Task – Copy every line of the records below word for word.

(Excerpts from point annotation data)
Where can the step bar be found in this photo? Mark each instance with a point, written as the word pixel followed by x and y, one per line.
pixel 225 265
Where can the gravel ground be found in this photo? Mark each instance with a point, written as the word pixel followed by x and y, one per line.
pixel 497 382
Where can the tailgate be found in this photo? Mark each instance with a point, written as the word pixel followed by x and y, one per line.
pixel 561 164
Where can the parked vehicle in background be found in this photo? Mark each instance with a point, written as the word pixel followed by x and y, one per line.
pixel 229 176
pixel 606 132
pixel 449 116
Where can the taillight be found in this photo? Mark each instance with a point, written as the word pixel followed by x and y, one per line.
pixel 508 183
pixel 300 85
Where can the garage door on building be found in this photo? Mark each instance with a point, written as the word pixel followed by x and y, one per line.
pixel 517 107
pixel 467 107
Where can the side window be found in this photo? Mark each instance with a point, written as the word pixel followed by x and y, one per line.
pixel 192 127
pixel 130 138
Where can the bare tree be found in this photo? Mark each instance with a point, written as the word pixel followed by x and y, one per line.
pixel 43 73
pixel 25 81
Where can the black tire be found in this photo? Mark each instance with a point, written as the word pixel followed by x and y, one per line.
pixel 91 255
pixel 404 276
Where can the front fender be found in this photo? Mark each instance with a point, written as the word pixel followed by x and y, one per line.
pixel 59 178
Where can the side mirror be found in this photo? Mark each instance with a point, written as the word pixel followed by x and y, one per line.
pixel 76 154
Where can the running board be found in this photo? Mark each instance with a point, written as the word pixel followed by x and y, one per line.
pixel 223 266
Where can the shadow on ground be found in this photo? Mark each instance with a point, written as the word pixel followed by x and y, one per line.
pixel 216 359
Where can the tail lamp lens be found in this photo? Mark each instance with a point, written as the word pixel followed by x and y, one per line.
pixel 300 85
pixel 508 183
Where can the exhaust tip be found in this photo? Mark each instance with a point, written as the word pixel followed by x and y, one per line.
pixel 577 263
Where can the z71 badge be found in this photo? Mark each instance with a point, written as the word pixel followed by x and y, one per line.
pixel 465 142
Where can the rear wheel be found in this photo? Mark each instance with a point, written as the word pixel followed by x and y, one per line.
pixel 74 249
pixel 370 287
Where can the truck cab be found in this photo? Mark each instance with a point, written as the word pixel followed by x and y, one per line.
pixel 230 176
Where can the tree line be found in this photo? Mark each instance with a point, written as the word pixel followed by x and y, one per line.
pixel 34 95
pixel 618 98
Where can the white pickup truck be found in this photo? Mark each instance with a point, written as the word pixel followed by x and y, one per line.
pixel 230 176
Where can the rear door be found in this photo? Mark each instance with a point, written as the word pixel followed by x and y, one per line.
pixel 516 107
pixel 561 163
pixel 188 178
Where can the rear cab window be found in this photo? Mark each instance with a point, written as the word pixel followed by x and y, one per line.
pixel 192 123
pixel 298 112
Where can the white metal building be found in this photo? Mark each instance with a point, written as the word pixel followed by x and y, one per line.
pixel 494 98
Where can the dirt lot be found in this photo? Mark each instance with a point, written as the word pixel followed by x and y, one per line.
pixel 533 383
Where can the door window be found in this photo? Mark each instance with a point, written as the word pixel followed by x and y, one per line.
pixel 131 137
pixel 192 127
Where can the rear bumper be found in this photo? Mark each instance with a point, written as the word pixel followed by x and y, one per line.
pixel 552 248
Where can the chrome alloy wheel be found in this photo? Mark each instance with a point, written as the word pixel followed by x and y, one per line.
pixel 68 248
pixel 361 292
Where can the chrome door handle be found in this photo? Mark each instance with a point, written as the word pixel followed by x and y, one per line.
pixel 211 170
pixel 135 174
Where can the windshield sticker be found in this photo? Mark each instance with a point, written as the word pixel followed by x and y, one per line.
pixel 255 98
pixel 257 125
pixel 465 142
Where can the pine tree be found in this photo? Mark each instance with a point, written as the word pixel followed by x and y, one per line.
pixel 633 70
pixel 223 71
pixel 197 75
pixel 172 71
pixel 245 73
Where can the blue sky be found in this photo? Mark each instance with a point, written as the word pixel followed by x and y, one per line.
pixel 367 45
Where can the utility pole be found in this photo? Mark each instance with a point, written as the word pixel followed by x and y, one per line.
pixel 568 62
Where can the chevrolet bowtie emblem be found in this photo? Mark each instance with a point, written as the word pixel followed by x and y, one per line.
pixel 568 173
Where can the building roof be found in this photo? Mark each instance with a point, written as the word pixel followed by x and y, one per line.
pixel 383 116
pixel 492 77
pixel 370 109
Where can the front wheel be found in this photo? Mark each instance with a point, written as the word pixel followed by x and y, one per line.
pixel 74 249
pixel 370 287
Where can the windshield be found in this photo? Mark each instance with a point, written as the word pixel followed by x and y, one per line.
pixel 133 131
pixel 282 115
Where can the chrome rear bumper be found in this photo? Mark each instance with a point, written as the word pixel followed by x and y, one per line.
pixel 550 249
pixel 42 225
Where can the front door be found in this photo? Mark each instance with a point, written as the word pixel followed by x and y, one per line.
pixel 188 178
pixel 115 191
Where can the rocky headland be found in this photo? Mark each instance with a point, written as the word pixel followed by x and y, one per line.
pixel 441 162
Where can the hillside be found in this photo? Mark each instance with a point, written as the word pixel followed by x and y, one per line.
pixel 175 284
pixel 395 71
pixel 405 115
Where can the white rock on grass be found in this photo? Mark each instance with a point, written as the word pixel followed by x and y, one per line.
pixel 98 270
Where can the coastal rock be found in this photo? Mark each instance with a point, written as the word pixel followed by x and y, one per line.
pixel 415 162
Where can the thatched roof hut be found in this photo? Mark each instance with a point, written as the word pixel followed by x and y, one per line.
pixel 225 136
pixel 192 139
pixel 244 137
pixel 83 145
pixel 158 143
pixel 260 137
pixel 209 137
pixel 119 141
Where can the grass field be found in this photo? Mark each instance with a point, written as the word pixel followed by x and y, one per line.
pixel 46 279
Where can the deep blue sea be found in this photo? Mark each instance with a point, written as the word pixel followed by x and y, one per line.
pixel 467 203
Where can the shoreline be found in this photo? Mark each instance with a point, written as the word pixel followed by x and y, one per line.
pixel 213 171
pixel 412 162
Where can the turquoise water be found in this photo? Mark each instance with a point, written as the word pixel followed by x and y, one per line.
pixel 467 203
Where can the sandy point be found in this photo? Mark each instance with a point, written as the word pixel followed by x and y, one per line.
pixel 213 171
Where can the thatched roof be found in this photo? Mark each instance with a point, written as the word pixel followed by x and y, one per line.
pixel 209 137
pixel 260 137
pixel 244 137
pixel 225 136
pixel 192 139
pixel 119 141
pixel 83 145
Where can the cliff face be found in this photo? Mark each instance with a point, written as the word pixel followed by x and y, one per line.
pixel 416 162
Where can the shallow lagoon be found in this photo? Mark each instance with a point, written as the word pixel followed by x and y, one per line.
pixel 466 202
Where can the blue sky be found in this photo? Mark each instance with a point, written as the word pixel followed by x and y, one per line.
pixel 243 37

Finished exercise –
Where can the step bar be found in this photo? Mark each instance with a point, written as the word pixel followed by x and y, one per line.
pixel 225 265
Where can the gravel ground be found in this photo? Mark each instance with a point, written as the word pixel followed by x and y, one per line.
pixel 497 382
Where can the tailgate be found in this photo? Mark each instance with a point, written as the word pixel followed by x and y, one per line.
pixel 561 164
Where can the parked vehicle in background be found in this photo? Mark each instance with a point, written as the word pixel followed by x and y, one per line.
pixel 229 176
pixel 606 132
pixel 449 116
Where can the taillight be found in this photo? Mark each instance with a point, written as the word pixel followed by x and y, one per line.
pixel 508 183
pixel 300 85
Where can the garage door on building be found in this photo? Mark each instance with a point, written as the word pixel followed by x and y, one per line.
pixel 517 107
pixel 467 107
Where can the side window be found in this photo? Mark each instance with a point, written as the word pixel followed by x and y, one per line.
pixel 192 127
pixel 130 138
Where can the bare tree be found in this photo? Mark each instance with a point, written as the word pixel followed by x and y, one per line.
pixel 43 73
pixel 25 81
Where can the black tire be found in this photo? Mark each instance with a point, written as the word pixel followed by x and y, one per line.
pixel 91 255
pixel 404 276
Where can the front fender be found in this photo? Mark each instance with a point, written as the word pixel followed by x and y, one per line.
pixel 59 178
Where can the side mirror be found in this photo? Mark each instance with a point, written as the word pixel followed by x and y, one per line.
pixel 76 154
Where can the running board be found in this photo? Mark each instance with a point, written as the word pixel followed by x and y, one per line.
pixel 223 266
Where can the shadow on ground be found in this photo? Mark each instance with a point, written as the word pixel followed by x and y, one per line.
pixel 216 359
Where can the tail lamp lens be found in this photo? Mark each instance with a point, written as the word pixel followed by x and y, one per line.
pixel 300 85
pixel 508 183
Where can the exhaust tip be found in this photo? Mark each instance with a point, written as the word pixel followed by x and y, one per line.
pixel 577 263
Where can the z71 badge be found in this photo? Mark each instance with a point, written as the word pixel followed by x and y, one per line.
pixel 465 142
Where can the rear wheel be found in this photo? Mark each instance with a point, written as the word pixel followed by x and y, one per line.
pixel 74 249
pixel 370 287
Where can the truck cab be found in this photo? Mark each instance with a point, written as the word pixel followed by x and y, one per line.
pixel 230 176
Where can the tree line be found in this photo? Mark each instance with a point, written as the word pixel followed by x and y, one per line.
pixel 34 95
pixel 618 98
Where can the white pickup truck be found in this photo? Mark each instance with a point, written as the word pixel followed by x and y, one per line.
pixel 230 176
Where can the rear door be found in this photo? Mark each instance with a point, written as the word pixel followed by x and y, one per line.
pixel 516 107
pixel 561 163
pixel 188 178
Where can the rear cab window be found in this photo? Mark each instance with a point, written as the word pixel followed by x and y, one per line.
pixel 192 123
pixel 298 112
Where can the white metal building be found in this photo? Mark each instance with a point, written as the word pixel followed by x and y, one per line.
pixel 494 98
Where can the dirt lot be found in this photo? Mark each instance with a point, written as the word pixel followed by x and y, one per line.
pixel 533 383
Where can the door window be found in this photo? Mark each instance with a point, written as the word pixel followed by x and y, one per line.
pixel 131 137
pixel 192 127
Where can the rear bumper be found in this photo? Mark each instance with a point, written as the word pixel followed by x and y, one per line.
pixel 552 248
Where can the chrome alloy wheel be found in this photo? Mark each instance with a point, written as the word pixel followed by x and y, one per line.
pixel 68 248
pixel 361 292
Where can the chrome door handle be found in this photo? Mark each instance with a point, written as the word pixel followed by x and y, one per line.
pixel 211 170
pixel 135 174
Where can the windshield sticker be found in this photo? Mark each instance with a point, written as the word pixel followed by x and y, one per line.
pixel 255 98
pixel 257 125
pixel 465 142
Where can the pine tree be found in this photo? Mark each instance with a point, written as the word pixel followed by x and y, one per line.
pixel 633 70
pixel 223 71
pixel 197 75
pixel 172 71
pixel 245 73
Where can the blue sky be found in this photo? Mark each instance with a point, written as the word pixel followed by x and y, one per line.
pixel 367 45
Where can the utility pole be found in this photo? Mark each instance with a point, written as the word pixel followed by x and y, one per line.
pixel 568 62
Where can the chevrolet bowtie emblem be found in this photo? Mark each instance with a point, written as the word pixel followed by x and y, one per line.
pixel 568 173
Where can the building roof be found in this photo? Mark each instance with a point, written as the word pixel followed by x and y, one per line.
pixel 383 116
pixel 492 77
pixel 370 109
Where can the front wheel be found in this photo? Mark each instance with a point, written as the word pixel followed by x and y, one per line.
pixel 74 249
pixel 370 287
Where can the windshield be found in this photo? Mark each instance with a point, written as the word pixel followed by x and y, one per line.
pixel 133 131
pixel 282 115
Where can the chrome rear bumper be found in this photo? Mark each instance with a point, written as the word pixel followed by x and y, one per line.
pixel 550 249
pixel 42 225
Where can the front door be found in this photo? Mark each instance with a point, written as the word pixel followed by x and y, one per line.
pixel 188 178
pixel 115 191
Where can the rocky headland be found in this photo? Mark each instance with a point, written as the word pixel followed by x and y, one per line.
pixel 441 162
Where can the hillside be found in this photo? Mark each instance with a point, written as the word pixel followed by x and y, one per line.
pixel 175 284
pixel 395 71
pixel 405 115
Where can the white rock on grass be found in this photo? Mark each instance with a point, written as the word pixel followed by x and y, one per line.
pixel 98 270
Where can the coastal rock be found in this photo? Mark each instance with a point, written as the word pixel followed by x and y, one per line.
pixel 415 162
Where can the thatched roof hut be found in this photo? Mark each instance with a point, written as the word pixel followed by x and y, one per line.
pixel 225 136
pixel 192 139
pixel 244 137
pixel 83 145
pixel 158 143
pixel 260 137
pixel 209 137
pixel 119 141
Where can the grass field be found in this photo? Mark each instance with a point, written as the word pixel followed by x and y, one per line.
pixel 46 279
Where can the deep blue sea be found in this photo? Mark each instance with a point, written as the word pixel followed by x and y, one per line.
pixel 467 203
Where can the shoreline be found in this photo? Mark each instance with a point, written as the word pixel followed by x and y, one per line.
pixel 213 171
pixel 412 162
Where can the turquoise water be found in this photo? Mark each instance with a point, written as the word pixel followed by x and y, one per line.
pixel 467 203
Where can the sandy point be found in this photo? Mark each instance with a point, written as the word pixel followed by x and y, one per line.
pixel 213 171
Where can the thatched roof be found in this photo? Mark each instance with a point, written as the word pixel followed by x and y, one per line.
pixel 209 137
pixel 260 137
pixel 244 137
pixel 225 136
pixel 192 139
pixel 119 141
pixel 83 145
Where can the cliff face be found in this photo? Mark each instance with a point, written as the word pixel followed by x and y, one per line.
pixel 416 162
Where can the shallow lagoon be found in this photo? Mark each instance with a point, written as the word pixel followed by x and y, one per line.
pixel 466 202
Where can the blue sky be found in this photo? Mark each instance with a point, written as the word pixel followed by x and y, one per line.
pixel 243 37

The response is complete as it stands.